#### Problem details
Your task is to repeat all of the material exactly.
···
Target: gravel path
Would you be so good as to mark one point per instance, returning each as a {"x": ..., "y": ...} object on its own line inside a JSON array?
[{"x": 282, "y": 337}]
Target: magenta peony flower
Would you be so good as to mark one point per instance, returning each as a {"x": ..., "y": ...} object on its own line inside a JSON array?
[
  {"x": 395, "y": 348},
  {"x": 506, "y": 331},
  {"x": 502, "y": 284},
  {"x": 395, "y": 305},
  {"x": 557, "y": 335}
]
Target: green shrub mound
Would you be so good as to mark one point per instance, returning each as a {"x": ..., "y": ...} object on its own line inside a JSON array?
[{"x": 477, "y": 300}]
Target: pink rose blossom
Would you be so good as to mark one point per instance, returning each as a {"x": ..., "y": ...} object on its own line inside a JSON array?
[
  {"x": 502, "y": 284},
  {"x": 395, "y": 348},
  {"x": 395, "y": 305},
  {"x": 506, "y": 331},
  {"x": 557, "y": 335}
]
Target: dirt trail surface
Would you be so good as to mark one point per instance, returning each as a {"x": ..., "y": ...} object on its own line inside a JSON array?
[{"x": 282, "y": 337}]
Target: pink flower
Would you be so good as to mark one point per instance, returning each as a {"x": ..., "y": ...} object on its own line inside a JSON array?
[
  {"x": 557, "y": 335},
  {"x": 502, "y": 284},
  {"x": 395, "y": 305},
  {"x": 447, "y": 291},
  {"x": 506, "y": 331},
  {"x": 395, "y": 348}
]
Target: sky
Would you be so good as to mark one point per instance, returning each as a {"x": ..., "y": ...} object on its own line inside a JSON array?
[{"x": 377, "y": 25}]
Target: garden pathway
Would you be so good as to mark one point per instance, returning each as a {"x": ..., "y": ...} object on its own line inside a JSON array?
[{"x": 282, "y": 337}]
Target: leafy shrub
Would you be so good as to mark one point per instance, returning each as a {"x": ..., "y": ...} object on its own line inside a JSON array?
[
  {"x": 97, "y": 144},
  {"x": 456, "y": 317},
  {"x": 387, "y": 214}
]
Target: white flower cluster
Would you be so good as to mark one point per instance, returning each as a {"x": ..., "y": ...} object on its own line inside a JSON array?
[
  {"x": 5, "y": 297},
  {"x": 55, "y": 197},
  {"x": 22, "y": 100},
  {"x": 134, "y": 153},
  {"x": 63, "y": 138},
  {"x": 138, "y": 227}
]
···
#### Expected answer
Target: gravel path
Would you be so good as to mark one point per instance, returning each as a {"x": ..., "y": ...} object on its own line inside a JSON array?
[{"x": 282, "y": 337}]
Target: magenta peony flower
Would you be so good as to mark one point per instance, returning each as a {"x": ..., "y": ...} object on its own line inside a JSON array?
[
  {"x": 395, "y": 348},
  {"x": 506, "y": 331},
  {"x": 502, "y": 284},
  {"x": 395, "y": 305},
  {"x": 557, "y": 335}
]
Target: green shrub mound
Would you be so good as to mark one point per instance, returning each as a {"x": ..., "y": ...} object on its own line inside a JSON array?
[{"x": 477, "y": 300}]
Target: pink rose blossom
Would you be so good as to mark one point per instance, returning each as a {"x": ..., "y": ...} object on its own line inside a JSON array?
[
  {"x": 502, "y": 284},
  {"x": 395, "y": 348},
  {"x": 395, "y": 305},
  {"x": 506, "y": 331},
  {"x": 557, "y": 335}
]
Target: dirt trail surface
Would you be so good as to mark one point per instance, returning each as a {"x": ..., "y": ...} object on its own line inside a JSON array?
[{"x": 282, "y": 337}]
Target: pink flower
Would you be so good as to mark one point per instance, returning each as a {"x": ..., "y": ...} object on its own line inside a JSON array?
[
  {"x": 557, "y": 335},
  {"x": 502, "y": 284},
  {"x": 395, "y": 305},
  {"x": 447, "y": 291},
  {"x": 506, "y": 331},
  {"x": 395, "y": 348}
]
Target: sky
Would you be so good as to mark one point per instance, returning each as a {"x": ..., "y": ...} object on its own line inside a JSON array?
[{"x": 377, "y": 25}]
Target: garden pathway
Would you be so good as to mark one point per instance, returning each as a {"x": ..., "y": ...} object on its own line inside a JSON array?
[{"x": 282, "y": 337}]
Target: leafy shrub
Would you be so good as to mark one point per instance, returning each as a {"x": ..., "y": ...} object on its own line inside a JSON array?
[
  {"x": 97, "y": 144},
  {"x": 456, "y": 317},
  {"x": 387, "y": 214}
]
Target: white flower cluster
Would you be so good as to mark one point per instance, returning each as a {"x": ..., "y": ...} object on its own line inside a JSON array?
[
  {"x": 5, "y": 297},
  {"x": 55, "y": 197},
  {"x": 22, "y": 100},
  {"x": 134, "y": 153},
  {"x": 63, "y": 138},
  {"x": 138, "y": 227}
]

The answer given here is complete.